Questions on the material:
A – Quote the sorting assignment text word for word, starting with "Note: The grading" and going on through "for all parts.".
B – Write what comes next in the sorting assignment text, picking up right after its final sentence.

Excerpt:
>>>>>
Assignment 3: Assorted Complexities

Overview

The third assignment is mostly about sorting and how fast things go. You will also write yet another implementation of the Array interface to help you analyze how many array operations various sorting algorithms perform.

Note: The grading criteria now includes points for unit testing with JUnit - so you need to be able to work with JUnit for this assignment. This refers to JUnit 4 test drivers, not some custom test program you hacked. Assignments will specify what JUnit test drivers you should improve/add-to.

Package Setup

This assignment has a slightly more advanced package setup. This time, since we rely on our SimpleArray from the hw2 package, we provide you with the necessary files from homework 2 in exceptions and hw2. They are the same as last assignment. For this assignment, you have a new directory data with the data files needed for Part B, and hw3 with skeleton code for all parts.

Files you will be editing are marked with an asterisk (*).
<<<<<
Given records:
>>>>>
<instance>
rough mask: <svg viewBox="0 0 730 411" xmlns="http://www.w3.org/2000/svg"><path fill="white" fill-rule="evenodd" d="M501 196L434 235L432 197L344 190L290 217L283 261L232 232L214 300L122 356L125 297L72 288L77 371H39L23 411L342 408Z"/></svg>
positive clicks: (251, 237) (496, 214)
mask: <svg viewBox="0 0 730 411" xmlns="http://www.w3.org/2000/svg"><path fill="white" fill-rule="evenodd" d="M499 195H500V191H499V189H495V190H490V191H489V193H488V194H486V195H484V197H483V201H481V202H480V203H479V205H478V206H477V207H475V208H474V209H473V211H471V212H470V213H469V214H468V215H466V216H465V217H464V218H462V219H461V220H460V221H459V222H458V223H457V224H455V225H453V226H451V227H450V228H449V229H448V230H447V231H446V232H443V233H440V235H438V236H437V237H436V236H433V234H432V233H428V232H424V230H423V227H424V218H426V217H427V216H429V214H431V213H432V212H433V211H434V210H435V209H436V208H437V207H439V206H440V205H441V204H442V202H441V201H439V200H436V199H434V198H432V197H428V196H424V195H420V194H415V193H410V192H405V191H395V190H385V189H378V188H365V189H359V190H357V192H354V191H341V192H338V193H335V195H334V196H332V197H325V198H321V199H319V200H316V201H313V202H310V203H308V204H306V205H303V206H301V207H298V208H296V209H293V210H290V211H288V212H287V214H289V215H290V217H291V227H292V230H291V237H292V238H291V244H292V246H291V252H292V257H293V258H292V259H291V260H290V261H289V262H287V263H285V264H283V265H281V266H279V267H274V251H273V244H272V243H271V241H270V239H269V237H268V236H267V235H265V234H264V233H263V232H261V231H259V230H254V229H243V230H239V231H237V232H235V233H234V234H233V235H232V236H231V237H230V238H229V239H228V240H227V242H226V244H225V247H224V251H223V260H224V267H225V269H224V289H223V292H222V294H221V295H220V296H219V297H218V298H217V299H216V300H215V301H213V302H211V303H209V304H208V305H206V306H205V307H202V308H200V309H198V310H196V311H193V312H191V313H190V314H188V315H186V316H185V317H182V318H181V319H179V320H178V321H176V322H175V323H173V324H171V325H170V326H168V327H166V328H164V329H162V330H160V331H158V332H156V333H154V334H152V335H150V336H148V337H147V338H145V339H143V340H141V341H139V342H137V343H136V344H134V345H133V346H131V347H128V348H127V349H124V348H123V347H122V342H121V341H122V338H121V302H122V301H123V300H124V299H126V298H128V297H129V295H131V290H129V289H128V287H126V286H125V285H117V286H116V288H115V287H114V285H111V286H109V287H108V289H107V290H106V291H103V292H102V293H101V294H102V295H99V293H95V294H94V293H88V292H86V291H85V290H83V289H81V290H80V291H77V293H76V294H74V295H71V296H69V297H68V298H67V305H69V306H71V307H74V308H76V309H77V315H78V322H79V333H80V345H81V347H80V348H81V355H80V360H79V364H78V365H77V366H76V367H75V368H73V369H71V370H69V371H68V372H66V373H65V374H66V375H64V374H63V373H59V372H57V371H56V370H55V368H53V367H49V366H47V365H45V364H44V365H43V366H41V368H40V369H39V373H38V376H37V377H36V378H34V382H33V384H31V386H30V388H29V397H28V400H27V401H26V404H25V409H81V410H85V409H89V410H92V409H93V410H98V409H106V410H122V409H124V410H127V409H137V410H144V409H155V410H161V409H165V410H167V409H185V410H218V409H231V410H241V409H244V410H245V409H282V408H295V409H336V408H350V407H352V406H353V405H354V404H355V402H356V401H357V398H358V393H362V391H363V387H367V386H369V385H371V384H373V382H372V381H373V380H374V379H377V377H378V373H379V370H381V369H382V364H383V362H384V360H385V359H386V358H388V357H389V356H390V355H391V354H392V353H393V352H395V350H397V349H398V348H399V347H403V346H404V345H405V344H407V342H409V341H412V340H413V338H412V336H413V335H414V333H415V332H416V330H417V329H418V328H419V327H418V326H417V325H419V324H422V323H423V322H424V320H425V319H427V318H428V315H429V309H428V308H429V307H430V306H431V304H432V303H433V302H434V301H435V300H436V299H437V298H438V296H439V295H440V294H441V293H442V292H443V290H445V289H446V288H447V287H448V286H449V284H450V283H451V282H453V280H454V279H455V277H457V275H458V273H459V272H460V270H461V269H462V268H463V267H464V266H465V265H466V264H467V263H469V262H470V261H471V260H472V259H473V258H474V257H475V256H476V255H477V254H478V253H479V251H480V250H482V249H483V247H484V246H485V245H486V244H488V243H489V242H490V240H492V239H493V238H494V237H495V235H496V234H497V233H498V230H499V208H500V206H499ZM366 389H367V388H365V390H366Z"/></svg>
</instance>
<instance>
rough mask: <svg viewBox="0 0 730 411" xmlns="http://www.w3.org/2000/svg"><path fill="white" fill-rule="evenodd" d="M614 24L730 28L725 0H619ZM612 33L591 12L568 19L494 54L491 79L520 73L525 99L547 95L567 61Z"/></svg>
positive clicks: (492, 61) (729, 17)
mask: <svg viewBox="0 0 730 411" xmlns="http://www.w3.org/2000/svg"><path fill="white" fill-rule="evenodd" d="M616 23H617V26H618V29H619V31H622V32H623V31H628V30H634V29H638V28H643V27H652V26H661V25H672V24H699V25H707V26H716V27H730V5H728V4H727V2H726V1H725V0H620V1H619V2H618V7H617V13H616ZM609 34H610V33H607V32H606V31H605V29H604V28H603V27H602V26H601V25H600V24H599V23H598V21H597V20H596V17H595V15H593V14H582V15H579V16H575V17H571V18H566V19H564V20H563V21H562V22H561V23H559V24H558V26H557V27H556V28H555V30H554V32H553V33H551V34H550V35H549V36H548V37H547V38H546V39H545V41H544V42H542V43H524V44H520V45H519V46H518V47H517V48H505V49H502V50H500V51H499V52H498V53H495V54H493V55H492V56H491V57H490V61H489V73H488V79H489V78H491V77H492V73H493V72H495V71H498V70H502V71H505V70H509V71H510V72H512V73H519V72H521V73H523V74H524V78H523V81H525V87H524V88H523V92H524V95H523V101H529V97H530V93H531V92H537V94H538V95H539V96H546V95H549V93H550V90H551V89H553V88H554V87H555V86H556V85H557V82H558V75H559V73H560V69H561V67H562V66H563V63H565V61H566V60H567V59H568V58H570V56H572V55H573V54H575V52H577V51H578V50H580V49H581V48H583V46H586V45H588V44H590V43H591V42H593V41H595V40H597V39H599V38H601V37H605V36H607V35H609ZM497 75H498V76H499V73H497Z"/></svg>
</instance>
<<<<<
Answers for the tasks:
A –
Note: The grading criteria now includes points for unit testing with JUnit - so you need to be able to work with JUnit for this assignment. This refers to JUnit 4 test drivers, not some custom test program you hacked. Assignments will specify what JUnit test drivers you should improve/add-to.

Package Setup

This assignment has a slightly more advanced package setup. This time, since we rely on our SimpleArray from the hw2 package, we provide you with the necessary files from homework 2 in exceptions and hw2. They are the same as last assignment. For this assignment, you have a new directory data with the data files needed for Part B, and hw3 with skeleton code for all parts.

B –
hw3-student.zip
--
exceptions/
    IndexException.java
    LengthException.java
hw2/
    Array.java
    SimpleArray.java
data/
    random.data
    ascending.data
    descending.data
hw3/
    BubbleSort.java *
    GnomeSort.java
    InsertionSort.java *
    NullSort.java
    PolySort.java *
    SelectionSort.java
    SortingAlgorithm.java
    Measured.java
    MeasuredArray.java *
    MeasuredArrayTest.java *

These provided files should compile as is. You can compile everything by running $ javac -Xlint:all hw3/*.java hw2/*.java exceptions/*.java, or using the generic compile script from the Java Command Line notes. You should only need to compile exceptions/*.java and hw2/*.java one time.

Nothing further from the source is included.